__LISTED ENTRIES__.
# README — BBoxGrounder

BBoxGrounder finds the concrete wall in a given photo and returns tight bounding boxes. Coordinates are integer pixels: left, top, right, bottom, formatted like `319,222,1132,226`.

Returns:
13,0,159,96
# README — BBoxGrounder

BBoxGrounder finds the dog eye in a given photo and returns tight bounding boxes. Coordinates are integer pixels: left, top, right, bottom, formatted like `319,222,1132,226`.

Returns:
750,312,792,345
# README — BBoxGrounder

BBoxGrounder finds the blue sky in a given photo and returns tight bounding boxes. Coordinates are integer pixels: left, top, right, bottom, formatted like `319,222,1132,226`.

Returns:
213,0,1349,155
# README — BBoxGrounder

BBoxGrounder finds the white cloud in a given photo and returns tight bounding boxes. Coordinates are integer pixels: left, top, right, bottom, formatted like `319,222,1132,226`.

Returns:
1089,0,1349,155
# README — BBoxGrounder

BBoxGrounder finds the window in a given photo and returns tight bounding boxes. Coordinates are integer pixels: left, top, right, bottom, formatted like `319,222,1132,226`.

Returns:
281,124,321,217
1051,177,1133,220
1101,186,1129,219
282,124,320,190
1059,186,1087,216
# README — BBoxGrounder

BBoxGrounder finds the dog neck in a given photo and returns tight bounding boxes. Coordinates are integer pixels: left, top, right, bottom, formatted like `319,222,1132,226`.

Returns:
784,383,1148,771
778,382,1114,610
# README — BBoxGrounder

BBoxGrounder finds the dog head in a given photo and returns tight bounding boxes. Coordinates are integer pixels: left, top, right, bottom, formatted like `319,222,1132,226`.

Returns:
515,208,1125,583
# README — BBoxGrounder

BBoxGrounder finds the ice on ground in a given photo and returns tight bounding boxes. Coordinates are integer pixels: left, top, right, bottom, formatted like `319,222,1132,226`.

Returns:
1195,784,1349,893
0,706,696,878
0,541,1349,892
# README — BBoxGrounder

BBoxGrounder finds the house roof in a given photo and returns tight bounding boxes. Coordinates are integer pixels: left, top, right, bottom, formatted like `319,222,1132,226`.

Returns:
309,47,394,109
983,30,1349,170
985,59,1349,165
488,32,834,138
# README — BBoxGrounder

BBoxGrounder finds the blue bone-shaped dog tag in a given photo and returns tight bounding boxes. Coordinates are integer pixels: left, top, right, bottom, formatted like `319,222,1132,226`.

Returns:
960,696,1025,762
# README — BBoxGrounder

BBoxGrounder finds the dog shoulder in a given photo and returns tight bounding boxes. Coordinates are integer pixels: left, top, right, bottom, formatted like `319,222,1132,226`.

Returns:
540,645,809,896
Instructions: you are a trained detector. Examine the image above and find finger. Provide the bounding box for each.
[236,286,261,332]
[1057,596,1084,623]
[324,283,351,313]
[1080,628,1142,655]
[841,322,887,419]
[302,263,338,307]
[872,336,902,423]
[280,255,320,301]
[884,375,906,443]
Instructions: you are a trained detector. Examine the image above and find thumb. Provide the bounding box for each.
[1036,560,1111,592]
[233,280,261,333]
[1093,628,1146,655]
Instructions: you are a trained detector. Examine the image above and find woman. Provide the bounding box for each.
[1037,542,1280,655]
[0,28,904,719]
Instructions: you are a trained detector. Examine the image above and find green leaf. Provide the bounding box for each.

__SHORT PROBLEM__.
Starting at the line that contains "woman. Provide the bounding box for each." and ending at the last of the rows, write those lines out again, requests included. Multiply every bounding box coordinate in the answers by 2.45 and round each to a whole number, rounding halves up.

__EXERCISE RESPONSE__.
Instructions: you are a trained detector. Examine the image above and find woman. Provide the bounding box for each.
[2541,1328,3136,1605]
[0,69,2215,1762]
Instructions: you are a trained detector. Examine the image above and find green leaf. Provide the bounding box for each.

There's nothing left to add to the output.